PROBLEM TO WORK ON
Pick out every line in the data below that contains the word "instance" and copy each of those lines.

ENTRIES PROVIDED
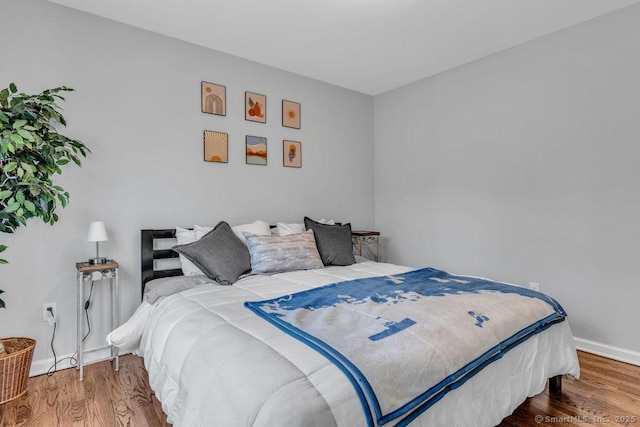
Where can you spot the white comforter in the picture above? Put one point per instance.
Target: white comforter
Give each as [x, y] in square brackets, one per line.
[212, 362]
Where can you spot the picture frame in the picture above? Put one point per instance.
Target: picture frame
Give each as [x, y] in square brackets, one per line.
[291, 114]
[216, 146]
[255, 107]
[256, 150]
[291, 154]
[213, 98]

==

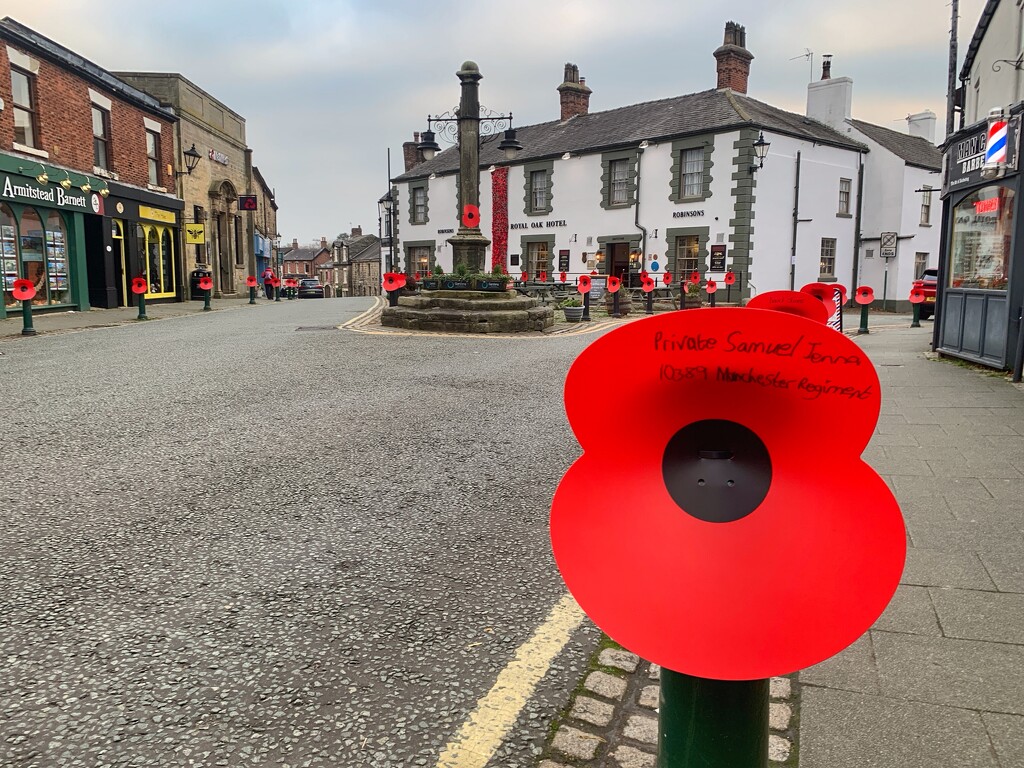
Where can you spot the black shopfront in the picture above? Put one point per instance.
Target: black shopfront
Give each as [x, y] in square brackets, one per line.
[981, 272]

--

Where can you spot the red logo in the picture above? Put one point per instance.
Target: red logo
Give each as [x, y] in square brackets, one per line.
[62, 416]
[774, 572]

ANSWER IN FULL
Where can you spot the white comforter in the picture above? Put one point per instance.
Where can you spot the picture frame in the picture above? Put one point per instance.
Where can you spot the black shopfront in the picture above? Put one point per instance.
Where can you spot the red logo in the picture above? Put one point per instance.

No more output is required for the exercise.